### 作業指示:
(a) 提供文章のうち、「片道10分もない道だけど、夜」で始まり「にはLOVEだったのか……!」で終わる部分を、一字も変えずに書き写してください。
(b) 提供文章に登場する人物のうち、書き手本人を除き、続柄または名前で呼ばれている人物をすべて挙げてください。

### 提供文章:
----

父ちゃん、ヤバいこと話していい?と前置きをして、長女は私に話しだした。

ピアノ教室に向かう夜の道。近所だけど暗いので、いつも私か妻のどちらかが付き添って通っている。

片道10分もない道だけど、夜の道を歩く高揚感もあってか、いつも付きまとってくる次女もいないからか、ここでは長女がいろんな話をしてくれる。

3月にある初めての発表会が不安なのか。ピアノを習い始めて1年間の集大成の場となる。そこに向けて大詰めの時期なので、緊張してきているんだろう。

それとも引越しすることが不安なのか。終業式が終わったら2年生から福岡の小学校に転校となる。これまでにできた友達と離れてまた一から人間関係を作っていかないといけない。

いろいろありすぎて不安になって当然の時期だ。でも今長女の中で一番ヤバいと思ってることってなんだろう。ドキドキしつつ、なに?と聞くと長女は「私、T君のこと、好きかもしれない」と言った。

そうだった。今日長女はバレンタイン用にチョコチップマフィンを作ったんだった。誰に渡すの?と聞いたらよく登下校で一緒になっている同じクラスのT君と、モス(飼い猫)の保護がきっかけで仲良くなった同じマンションのY君の名前を言っていた。どちらも仲が良い男の子だとは思っていたけど、そうなのか。T君にはLOVEだったのか……!

朝から長女を小学校まで送っている時に私も何度かT君を見かけたことがある。ばったり会うと嬉しそうに長女にかけよりカービィの話をしていた。

----

### 提供データ:
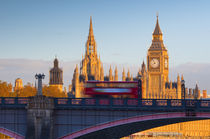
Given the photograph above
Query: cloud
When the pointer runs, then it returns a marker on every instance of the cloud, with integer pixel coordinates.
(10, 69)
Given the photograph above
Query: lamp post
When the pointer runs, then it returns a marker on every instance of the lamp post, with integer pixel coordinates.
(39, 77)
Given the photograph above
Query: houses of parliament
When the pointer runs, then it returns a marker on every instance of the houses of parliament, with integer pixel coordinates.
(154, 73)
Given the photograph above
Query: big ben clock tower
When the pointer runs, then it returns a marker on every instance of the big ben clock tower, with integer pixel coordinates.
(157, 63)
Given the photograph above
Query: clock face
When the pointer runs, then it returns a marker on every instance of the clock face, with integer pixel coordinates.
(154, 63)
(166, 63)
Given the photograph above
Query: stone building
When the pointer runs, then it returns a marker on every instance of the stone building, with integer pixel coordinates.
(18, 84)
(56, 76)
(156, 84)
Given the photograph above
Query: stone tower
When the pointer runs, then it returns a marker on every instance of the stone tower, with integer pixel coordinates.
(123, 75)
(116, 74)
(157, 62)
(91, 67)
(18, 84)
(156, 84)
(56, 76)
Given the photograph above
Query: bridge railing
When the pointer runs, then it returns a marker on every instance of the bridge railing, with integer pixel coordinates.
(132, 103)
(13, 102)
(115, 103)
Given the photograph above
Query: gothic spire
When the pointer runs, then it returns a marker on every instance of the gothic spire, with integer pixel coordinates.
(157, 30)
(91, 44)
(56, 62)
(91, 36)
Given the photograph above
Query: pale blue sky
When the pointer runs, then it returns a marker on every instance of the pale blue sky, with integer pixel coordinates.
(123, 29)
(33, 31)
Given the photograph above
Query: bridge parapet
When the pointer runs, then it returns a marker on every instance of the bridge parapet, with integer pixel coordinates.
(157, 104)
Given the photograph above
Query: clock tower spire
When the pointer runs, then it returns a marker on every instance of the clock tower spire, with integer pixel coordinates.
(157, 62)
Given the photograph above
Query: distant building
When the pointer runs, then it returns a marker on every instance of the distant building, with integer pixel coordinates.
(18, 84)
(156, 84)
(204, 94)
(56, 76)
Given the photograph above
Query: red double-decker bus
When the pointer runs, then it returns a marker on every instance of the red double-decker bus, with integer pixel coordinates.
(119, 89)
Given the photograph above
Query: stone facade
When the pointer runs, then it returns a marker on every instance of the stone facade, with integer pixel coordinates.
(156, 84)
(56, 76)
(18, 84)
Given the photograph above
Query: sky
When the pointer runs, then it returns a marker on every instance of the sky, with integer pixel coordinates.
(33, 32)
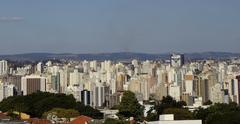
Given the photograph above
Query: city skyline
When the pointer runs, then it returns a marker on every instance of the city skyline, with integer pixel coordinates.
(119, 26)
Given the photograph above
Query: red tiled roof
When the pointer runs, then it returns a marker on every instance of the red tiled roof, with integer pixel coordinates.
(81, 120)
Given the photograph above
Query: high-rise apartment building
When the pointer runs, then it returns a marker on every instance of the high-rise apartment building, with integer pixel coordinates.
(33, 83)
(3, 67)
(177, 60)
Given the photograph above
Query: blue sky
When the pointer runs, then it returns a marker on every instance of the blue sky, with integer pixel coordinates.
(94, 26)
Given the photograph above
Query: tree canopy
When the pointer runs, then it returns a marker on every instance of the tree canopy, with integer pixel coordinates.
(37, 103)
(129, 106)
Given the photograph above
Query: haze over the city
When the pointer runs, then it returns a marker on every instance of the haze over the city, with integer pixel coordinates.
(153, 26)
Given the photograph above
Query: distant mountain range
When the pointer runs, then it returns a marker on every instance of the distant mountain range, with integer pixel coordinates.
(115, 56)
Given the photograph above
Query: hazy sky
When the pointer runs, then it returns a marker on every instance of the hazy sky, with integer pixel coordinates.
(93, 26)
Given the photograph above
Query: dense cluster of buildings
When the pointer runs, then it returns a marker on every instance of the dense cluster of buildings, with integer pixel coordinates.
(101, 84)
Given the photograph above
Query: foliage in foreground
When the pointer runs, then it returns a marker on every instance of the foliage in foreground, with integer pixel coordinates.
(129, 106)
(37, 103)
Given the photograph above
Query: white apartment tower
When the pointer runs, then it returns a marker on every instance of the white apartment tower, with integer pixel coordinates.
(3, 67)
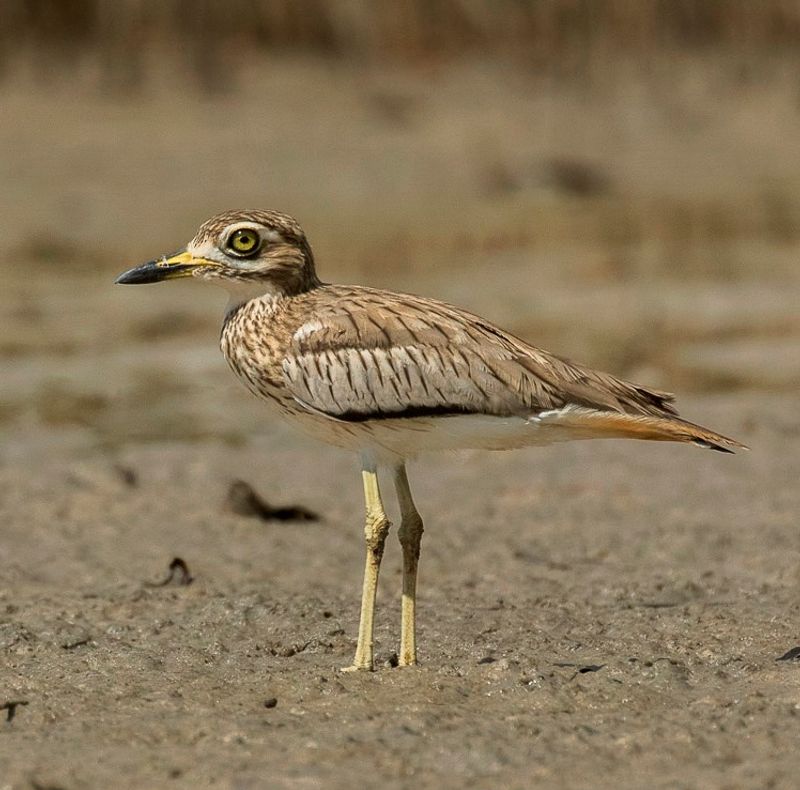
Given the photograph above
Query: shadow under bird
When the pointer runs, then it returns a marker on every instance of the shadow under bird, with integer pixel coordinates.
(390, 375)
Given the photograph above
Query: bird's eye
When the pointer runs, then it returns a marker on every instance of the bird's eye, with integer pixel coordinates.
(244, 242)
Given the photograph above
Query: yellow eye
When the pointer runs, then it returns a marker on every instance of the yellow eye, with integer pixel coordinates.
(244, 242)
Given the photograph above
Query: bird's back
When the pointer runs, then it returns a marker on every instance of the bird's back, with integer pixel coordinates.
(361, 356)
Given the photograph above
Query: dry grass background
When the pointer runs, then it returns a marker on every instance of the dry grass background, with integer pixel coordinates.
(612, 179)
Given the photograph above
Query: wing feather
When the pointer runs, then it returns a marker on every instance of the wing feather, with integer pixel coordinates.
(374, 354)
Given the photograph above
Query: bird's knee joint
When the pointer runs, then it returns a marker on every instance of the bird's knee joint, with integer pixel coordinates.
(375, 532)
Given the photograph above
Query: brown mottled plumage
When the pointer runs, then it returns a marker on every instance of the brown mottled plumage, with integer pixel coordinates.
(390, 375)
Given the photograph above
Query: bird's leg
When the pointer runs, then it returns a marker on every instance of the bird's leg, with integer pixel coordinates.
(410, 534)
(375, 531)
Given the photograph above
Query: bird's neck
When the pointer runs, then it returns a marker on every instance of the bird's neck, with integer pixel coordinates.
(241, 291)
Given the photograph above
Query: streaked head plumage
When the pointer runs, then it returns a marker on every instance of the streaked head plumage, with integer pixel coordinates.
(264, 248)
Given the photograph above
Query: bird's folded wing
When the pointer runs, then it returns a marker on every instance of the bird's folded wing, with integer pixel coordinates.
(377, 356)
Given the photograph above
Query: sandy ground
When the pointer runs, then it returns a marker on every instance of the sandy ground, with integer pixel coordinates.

----

### 解答一覧:
(a)
片道10分もない道だけど、夜の道を歩く高揚感もあってか、いつも付きまとってくる次女もいないからか、ここでは長女がいろんな話をしてくれる。

3月にある初めての発表会が不安なのか。ピアノを習い始めて1年間の集大成の場となる。そこに向けて大詰めの時期なので、緊張してきているんだろう。

それとも引越しすることが不安なのか。終業式が終わったら2年生から福岡の小学校に転校となる。これまでにできた友達と離れてまた一から人間関係を作っていかないといけない。

いろいろありすぎて不安になって当然の時期だ。でも今長女の中で一番ヤバいと思ってることってなんだろう。ドキドキしつつ、なに?と聞くと長女は「私、T君のこと、好きかもしれない」と言った。

そうだった。今日長女はバレンタイン用にチョコチップマフィンを作ったんだった。誰に渡すの?と聞いたらよく登下校で一緒になっている同じクラスのT君と、モス(飼い猫)の保護がきっかけで仲良くなった同じマンションのY君の名前を言っていた。どちらも仲が良い男の子だとは思っていたけど、そうなのか。T君にはLOVEだったのか……!

(b) 長女、妻、次女、T君、Y君